■ **WRITTEN EXERCISE**:
Copy exactly the lines from the one containing "pavement in the photo above." through the last line of the records, both included, and nothing more.

■ **PROVIDED RECORDS**:
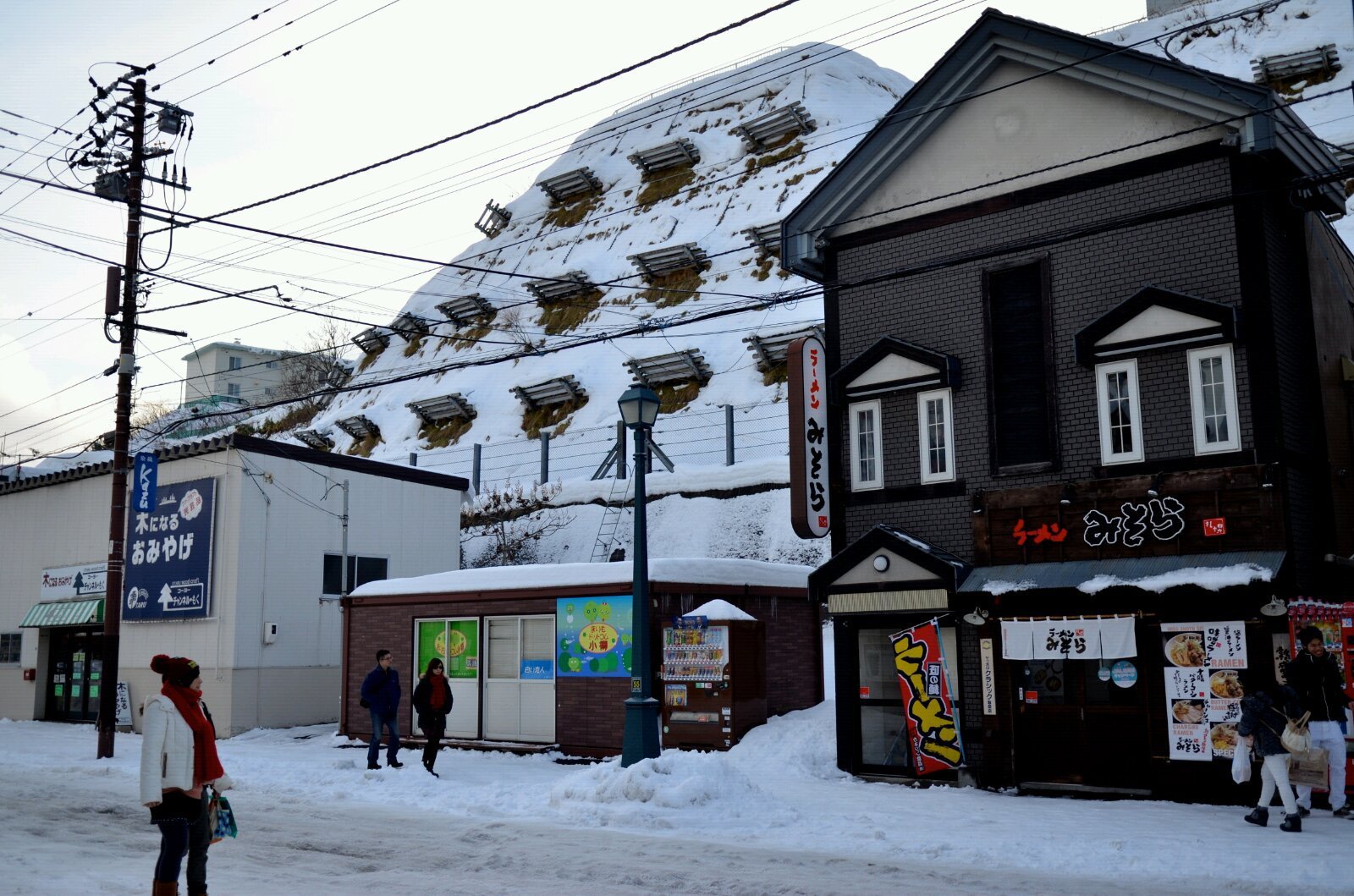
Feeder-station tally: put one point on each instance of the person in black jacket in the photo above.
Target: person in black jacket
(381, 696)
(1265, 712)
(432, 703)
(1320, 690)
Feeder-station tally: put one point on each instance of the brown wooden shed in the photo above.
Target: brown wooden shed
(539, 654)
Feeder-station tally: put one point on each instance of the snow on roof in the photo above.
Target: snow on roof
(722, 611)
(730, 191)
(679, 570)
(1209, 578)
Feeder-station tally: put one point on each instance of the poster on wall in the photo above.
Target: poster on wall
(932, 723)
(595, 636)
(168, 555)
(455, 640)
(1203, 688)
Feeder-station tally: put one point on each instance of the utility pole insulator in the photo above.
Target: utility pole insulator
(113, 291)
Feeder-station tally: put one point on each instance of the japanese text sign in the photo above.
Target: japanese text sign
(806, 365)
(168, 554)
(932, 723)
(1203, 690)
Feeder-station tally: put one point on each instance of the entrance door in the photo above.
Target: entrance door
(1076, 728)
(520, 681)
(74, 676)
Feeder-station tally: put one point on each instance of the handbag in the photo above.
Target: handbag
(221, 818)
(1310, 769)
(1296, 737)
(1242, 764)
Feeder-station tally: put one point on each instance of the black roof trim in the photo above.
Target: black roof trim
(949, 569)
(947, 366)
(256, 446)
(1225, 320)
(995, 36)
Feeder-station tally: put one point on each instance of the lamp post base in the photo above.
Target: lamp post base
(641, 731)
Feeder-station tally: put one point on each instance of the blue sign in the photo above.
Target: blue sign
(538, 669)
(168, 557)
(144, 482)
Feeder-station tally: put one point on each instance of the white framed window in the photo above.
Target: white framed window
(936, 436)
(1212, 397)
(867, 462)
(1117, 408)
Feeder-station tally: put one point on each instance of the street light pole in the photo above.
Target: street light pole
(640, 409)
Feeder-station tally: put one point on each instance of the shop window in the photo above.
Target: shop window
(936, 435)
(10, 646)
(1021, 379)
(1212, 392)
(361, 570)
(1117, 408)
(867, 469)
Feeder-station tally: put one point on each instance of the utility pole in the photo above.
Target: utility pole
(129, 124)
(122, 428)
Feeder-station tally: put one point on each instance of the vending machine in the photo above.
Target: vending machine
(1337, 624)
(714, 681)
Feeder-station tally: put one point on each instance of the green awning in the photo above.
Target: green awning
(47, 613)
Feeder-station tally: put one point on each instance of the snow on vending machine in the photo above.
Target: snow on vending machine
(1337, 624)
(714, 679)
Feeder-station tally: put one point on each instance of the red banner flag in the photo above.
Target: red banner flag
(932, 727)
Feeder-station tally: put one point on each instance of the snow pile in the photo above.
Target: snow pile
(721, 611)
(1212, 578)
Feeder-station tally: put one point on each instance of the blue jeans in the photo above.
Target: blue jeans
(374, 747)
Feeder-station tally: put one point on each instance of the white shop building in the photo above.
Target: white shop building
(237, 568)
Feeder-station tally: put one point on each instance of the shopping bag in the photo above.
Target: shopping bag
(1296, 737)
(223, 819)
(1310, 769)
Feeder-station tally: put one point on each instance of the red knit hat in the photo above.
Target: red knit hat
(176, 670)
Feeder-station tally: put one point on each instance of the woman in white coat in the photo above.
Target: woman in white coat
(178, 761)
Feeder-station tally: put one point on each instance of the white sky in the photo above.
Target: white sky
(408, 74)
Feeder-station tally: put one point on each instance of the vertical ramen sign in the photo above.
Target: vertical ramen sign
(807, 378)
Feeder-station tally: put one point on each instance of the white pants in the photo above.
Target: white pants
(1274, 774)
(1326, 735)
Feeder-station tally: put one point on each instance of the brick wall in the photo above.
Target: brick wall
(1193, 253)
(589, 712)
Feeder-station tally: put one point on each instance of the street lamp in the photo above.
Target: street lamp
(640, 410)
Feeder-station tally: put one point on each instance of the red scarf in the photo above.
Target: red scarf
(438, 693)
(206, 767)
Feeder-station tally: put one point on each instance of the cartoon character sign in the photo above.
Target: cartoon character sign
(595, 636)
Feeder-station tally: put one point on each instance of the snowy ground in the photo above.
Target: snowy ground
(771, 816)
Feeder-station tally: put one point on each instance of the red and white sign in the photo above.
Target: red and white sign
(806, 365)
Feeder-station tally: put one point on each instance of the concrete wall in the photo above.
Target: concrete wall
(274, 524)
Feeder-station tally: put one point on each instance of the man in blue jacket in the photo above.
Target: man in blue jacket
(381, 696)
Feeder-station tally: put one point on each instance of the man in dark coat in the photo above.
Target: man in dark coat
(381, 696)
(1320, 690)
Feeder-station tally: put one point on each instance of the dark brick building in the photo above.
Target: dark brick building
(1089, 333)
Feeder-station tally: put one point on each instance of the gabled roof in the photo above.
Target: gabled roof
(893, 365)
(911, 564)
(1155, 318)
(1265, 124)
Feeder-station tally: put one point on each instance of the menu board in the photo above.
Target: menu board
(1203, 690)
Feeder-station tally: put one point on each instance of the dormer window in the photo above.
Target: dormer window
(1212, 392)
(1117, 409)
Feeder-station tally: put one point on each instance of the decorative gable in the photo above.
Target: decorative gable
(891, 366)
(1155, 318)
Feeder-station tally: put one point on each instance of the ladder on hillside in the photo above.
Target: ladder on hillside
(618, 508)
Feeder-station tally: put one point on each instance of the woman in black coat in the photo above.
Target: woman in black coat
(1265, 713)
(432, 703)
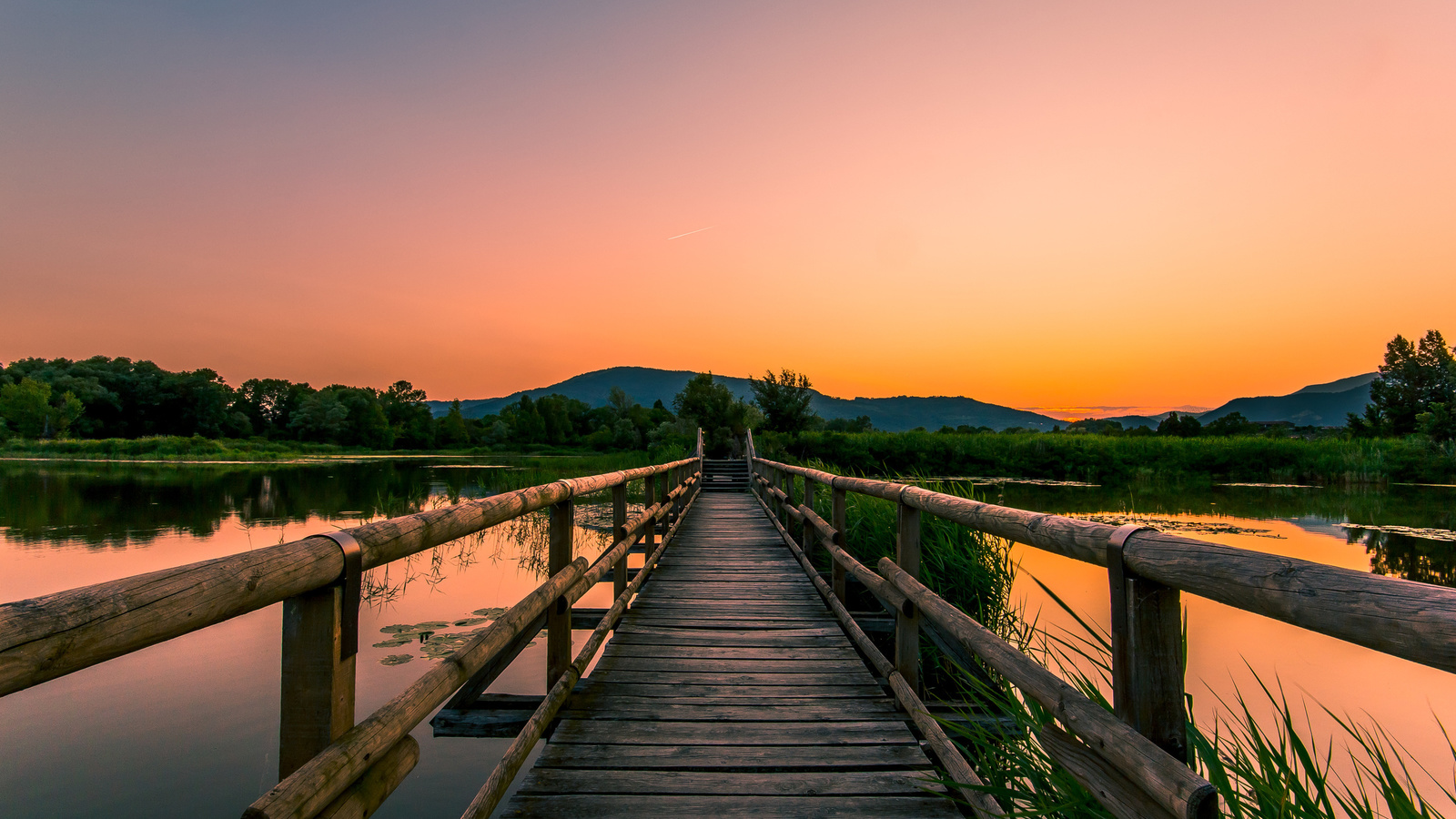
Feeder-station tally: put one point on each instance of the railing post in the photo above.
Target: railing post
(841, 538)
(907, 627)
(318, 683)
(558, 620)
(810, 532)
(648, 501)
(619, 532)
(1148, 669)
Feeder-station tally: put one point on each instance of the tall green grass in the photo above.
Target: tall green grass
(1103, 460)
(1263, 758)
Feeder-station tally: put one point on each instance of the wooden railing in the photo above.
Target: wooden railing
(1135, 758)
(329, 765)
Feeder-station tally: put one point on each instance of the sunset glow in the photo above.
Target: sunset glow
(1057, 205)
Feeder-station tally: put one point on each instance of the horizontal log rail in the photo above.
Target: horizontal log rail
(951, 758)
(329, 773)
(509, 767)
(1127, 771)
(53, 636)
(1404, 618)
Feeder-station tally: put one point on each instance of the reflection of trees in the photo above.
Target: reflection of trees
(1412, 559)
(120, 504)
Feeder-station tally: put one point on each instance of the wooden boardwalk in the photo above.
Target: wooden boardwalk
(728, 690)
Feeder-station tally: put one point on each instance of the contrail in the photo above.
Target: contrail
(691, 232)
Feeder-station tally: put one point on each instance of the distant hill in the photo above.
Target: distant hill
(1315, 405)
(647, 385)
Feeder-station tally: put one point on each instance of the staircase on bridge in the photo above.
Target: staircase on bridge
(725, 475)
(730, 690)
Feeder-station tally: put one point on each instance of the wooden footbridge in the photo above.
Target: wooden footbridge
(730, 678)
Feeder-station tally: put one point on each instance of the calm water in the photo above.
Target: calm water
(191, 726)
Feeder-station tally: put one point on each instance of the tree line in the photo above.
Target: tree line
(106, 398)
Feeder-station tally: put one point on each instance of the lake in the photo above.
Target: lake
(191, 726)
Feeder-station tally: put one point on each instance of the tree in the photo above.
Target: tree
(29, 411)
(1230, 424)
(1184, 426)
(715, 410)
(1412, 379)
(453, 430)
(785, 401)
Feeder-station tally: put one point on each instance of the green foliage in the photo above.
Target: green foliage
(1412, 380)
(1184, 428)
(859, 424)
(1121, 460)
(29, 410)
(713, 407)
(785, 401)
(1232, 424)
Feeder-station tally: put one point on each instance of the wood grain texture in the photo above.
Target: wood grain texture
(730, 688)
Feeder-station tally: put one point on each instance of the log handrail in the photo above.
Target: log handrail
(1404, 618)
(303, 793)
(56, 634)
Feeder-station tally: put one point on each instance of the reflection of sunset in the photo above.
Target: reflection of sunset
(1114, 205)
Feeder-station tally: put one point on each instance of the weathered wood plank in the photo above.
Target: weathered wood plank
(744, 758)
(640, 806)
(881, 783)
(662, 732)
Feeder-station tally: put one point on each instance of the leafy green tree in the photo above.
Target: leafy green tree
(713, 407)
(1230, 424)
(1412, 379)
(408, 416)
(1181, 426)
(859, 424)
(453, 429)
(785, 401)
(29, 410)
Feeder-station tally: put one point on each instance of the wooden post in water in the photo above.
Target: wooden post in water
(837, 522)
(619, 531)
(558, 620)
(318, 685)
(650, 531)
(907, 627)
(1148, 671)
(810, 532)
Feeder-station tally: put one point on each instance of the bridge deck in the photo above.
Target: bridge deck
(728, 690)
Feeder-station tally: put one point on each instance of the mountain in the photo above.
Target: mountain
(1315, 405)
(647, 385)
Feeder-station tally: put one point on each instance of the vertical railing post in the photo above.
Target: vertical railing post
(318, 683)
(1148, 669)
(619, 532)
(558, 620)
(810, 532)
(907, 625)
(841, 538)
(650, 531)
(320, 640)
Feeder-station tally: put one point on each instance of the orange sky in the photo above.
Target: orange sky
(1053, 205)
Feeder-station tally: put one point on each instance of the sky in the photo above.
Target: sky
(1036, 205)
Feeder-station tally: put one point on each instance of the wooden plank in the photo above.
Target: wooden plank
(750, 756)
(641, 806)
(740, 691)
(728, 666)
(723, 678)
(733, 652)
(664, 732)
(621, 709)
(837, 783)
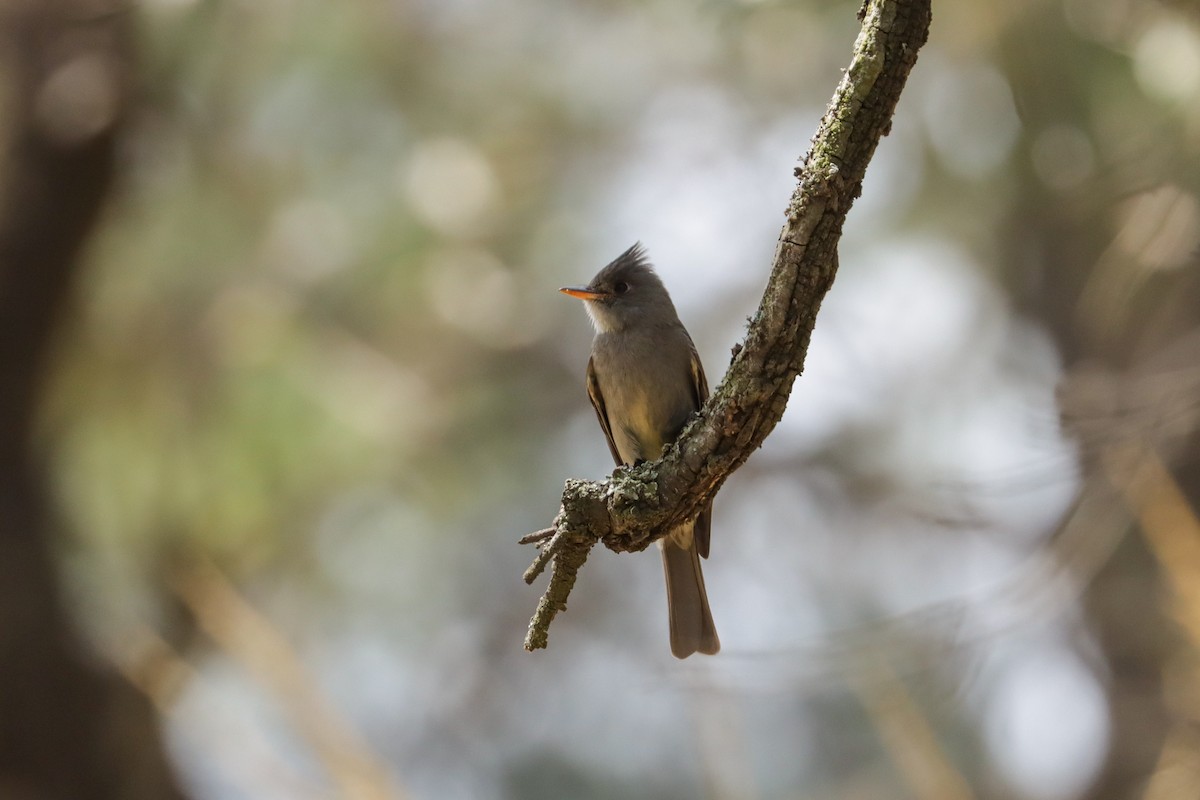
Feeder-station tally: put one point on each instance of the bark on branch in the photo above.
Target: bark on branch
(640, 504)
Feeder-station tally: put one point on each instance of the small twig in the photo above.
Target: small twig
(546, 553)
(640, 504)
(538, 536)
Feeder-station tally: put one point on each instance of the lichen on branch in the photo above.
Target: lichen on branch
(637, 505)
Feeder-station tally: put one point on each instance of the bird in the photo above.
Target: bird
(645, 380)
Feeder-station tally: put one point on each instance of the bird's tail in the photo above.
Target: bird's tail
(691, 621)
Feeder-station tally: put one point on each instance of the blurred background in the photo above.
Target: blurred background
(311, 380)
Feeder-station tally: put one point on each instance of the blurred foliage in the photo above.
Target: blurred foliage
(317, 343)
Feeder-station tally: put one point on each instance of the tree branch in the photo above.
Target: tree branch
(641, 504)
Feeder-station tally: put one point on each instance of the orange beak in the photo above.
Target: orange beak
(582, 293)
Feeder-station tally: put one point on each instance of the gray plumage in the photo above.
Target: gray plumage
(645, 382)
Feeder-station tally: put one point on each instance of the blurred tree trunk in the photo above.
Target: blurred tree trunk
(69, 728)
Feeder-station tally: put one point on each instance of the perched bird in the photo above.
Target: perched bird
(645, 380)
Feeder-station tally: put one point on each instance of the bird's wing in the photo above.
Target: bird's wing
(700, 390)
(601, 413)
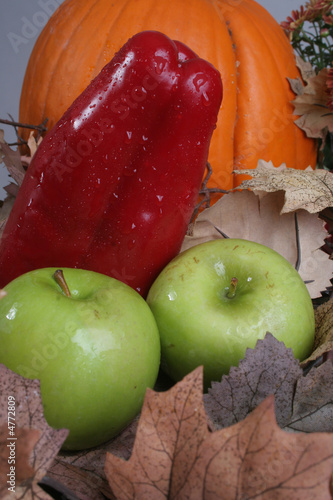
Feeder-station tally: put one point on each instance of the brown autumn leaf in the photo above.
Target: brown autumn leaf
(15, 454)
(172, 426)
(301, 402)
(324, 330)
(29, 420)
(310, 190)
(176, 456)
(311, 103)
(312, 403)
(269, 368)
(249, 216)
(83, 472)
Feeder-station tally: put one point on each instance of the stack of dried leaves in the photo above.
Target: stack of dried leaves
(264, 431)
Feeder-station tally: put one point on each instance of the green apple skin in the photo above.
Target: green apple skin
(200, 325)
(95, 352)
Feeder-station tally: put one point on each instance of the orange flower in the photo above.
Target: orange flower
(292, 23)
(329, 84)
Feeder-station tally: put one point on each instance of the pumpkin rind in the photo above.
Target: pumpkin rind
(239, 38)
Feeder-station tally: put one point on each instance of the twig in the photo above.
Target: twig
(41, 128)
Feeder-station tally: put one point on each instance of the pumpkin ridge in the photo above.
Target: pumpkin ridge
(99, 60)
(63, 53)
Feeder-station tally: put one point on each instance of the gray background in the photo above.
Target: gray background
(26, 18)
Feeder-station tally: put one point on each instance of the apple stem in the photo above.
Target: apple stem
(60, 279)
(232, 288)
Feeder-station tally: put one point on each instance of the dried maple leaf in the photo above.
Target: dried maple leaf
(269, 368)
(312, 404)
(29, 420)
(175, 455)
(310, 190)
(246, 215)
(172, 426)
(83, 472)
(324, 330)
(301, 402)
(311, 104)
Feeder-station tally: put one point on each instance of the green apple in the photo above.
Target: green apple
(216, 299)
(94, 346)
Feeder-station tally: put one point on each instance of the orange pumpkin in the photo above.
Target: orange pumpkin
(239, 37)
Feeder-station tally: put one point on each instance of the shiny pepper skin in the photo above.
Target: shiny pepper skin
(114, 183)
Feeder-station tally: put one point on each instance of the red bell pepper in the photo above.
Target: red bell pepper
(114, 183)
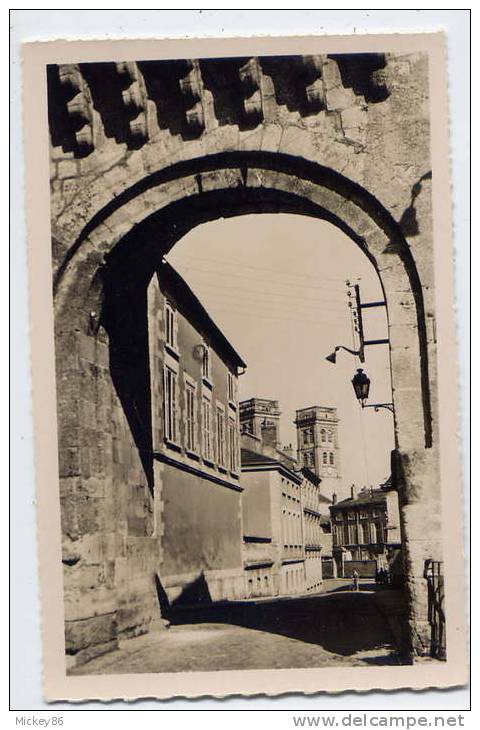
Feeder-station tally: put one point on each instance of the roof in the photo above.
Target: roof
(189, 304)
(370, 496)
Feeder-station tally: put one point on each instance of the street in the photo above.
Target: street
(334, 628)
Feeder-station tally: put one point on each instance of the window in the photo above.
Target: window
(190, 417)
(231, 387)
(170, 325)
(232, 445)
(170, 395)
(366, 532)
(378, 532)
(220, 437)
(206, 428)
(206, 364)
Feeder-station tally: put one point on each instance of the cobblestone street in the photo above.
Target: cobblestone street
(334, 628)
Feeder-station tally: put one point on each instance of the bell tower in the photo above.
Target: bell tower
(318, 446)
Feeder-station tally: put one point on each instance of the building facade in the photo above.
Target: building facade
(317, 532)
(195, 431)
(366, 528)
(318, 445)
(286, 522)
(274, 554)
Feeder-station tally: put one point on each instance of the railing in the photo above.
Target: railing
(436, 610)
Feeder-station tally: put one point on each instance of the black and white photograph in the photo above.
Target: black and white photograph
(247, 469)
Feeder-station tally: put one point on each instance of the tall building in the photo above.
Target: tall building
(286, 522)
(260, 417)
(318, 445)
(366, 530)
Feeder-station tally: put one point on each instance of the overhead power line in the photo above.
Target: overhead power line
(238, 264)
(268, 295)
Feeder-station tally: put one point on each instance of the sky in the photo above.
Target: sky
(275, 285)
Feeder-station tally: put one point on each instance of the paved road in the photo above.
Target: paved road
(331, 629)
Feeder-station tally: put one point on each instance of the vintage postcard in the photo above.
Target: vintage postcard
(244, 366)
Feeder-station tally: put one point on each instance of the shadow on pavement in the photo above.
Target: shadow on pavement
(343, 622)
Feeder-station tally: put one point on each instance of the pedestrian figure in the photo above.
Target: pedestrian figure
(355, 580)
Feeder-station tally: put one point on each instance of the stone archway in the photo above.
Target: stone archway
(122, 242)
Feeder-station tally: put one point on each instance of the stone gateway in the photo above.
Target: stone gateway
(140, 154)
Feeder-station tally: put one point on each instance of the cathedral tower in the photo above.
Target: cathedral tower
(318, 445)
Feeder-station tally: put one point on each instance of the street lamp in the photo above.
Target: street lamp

■ **RESPONSE TO THIS TASK**:
Feeder-station tally: put one point on each instance of the shadow on pavement in the photo above.
Target: shadow on pavement
(343, 622)
Feeder-station tally: put one point on each instance of the pedestrian figure in the photo above.
Target: pedestrian figure
(355, 580)
Feeder-station tally: put one point on each instance of the stone archway in the photo above.
Target: stone archway
(122, 242)
Feeder-station tally: put one point on each instance of the stone gateway in the photo above.
Target: stone gateway
(140, 154)
Feeder-station tally: put one point on each instance of the cathedral tower in the photo above.
Target: cathedral tower
(318, 445)
Feeder-station tally: put one point on each instance of the street lamp in the photo above.
Target: street lamp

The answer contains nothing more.